In situ chemical oxidation (ISCO) involves the subsurface delivery of chemical oxidants to destroy organic chemicals (e.g., chlorinated organic solvents, fuels) and to remediate a site to a risk-based cleanup goal. ISCO can be implemented alone to treat a contaminant source zone or an associated groundwater plume, or used in combination with other remedial technologies. Several ISCO oxidants are available (e.g., catalyzed hydrogen peroxide, potassium permanganate, sodium persulfate, and ozone) in concert with various subsurface delivery options (e.g., direct push probes, injection wells, soil fracturing, and soil mixing). Effective site-specific ISCO engineering requires a knowledge base and tools to resolve key issues such as amenability of target contaminants to oxidative degradation; ISCO effectiveness in destroying nonaqueous phase liquids (NAPL); optimal oxidant loading (dose concentration and delivery) for a particular subsurface setting; managing unproductive oxidant depletion; mitigation of potential adverse effects (e.g., mobilizing metals, forming toxic byproducts, reducing formation permeability, and generating off-gases and heat); coupling of ISCO with other remediation technologies (e.g., pre-ISCO surfactant flushing or post-ISCO bioattenuation); length of operation to achieve cleanup goals; and methods for process monitoring and performance assurance. This project builds on research conducted under SERDP project ER-1290 and captures valuable information from other research efforts and field experiences at Department of Defense (DoD) and other sites.

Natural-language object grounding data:
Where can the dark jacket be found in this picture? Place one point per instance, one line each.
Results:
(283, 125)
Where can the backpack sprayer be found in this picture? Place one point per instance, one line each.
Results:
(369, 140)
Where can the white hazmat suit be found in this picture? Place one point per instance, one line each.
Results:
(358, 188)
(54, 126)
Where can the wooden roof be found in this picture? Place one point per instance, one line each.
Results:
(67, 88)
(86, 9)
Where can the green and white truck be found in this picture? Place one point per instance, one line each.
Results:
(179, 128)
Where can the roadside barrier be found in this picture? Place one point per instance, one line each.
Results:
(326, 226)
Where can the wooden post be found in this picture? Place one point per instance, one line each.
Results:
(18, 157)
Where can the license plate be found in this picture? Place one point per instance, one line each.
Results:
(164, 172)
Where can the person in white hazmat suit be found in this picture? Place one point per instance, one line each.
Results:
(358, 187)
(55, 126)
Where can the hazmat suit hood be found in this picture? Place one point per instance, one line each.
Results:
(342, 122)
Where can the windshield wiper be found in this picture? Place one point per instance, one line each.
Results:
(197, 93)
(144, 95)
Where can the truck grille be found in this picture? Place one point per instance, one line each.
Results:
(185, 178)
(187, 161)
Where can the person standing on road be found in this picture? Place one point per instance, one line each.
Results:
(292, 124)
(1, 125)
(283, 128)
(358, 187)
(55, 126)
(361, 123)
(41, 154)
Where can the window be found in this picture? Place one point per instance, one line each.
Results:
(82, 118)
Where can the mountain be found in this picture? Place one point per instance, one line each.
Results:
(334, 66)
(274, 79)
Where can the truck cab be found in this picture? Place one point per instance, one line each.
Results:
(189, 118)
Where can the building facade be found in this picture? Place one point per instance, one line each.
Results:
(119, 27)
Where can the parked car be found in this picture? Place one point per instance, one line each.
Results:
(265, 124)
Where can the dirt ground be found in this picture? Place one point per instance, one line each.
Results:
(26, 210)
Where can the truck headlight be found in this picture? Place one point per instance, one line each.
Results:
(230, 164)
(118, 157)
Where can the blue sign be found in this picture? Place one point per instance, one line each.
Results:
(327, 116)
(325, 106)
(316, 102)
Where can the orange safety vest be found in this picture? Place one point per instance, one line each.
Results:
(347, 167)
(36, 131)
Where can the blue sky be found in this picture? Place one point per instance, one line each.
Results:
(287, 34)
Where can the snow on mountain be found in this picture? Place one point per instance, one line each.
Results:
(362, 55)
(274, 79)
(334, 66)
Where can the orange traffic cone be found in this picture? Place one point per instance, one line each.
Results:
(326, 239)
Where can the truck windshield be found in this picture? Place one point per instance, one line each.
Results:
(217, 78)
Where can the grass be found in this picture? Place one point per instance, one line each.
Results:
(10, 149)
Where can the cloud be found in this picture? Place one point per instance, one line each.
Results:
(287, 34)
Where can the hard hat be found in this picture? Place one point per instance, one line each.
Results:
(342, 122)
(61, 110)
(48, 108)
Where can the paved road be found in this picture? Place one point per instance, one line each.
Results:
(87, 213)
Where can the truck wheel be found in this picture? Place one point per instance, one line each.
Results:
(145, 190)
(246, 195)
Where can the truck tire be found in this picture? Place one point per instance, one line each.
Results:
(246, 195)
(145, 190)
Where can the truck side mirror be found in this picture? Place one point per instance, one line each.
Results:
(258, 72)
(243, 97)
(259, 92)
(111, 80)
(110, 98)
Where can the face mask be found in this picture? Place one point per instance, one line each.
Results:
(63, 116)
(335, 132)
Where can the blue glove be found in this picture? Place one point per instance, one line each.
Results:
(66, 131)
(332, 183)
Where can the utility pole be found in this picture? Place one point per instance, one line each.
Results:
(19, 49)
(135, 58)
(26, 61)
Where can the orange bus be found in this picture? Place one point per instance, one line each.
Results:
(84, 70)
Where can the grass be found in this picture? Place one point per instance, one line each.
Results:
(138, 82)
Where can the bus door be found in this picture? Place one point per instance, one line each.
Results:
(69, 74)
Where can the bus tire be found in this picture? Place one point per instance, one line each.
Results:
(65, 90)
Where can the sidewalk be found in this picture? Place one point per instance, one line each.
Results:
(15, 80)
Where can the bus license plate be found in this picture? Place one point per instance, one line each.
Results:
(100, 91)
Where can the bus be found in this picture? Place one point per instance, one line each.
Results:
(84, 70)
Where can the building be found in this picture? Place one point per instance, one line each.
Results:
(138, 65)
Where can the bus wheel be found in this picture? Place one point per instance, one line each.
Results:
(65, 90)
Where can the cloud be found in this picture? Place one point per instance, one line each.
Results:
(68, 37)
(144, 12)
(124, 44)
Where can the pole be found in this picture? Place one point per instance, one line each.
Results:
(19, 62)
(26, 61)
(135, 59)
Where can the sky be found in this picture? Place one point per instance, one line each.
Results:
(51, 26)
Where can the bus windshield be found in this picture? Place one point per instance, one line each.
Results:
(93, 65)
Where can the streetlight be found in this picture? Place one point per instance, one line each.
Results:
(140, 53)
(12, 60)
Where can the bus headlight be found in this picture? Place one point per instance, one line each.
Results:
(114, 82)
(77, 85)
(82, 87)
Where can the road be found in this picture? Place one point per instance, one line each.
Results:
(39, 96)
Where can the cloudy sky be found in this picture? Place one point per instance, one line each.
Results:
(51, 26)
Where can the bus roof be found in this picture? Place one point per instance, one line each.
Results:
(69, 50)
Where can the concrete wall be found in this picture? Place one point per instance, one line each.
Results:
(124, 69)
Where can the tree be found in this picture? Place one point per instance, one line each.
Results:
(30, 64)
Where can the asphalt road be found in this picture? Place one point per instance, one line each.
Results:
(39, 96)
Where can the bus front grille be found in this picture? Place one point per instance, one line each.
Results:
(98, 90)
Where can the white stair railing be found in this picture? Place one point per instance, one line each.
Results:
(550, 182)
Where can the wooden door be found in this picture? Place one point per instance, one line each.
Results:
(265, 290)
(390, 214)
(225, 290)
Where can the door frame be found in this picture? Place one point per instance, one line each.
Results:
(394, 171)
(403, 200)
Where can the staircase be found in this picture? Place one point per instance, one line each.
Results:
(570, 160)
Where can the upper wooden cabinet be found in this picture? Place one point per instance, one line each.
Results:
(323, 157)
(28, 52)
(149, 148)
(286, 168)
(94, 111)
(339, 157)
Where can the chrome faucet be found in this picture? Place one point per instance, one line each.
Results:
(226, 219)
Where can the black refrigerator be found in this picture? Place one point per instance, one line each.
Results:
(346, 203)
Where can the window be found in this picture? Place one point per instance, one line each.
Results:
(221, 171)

:: TASK DESCRIPTION ::
In the passage on in situ chemical oxidation, which SERDP project does the described project build on?

:: WRITTEN ANSWER ::
SERDP project ER-1290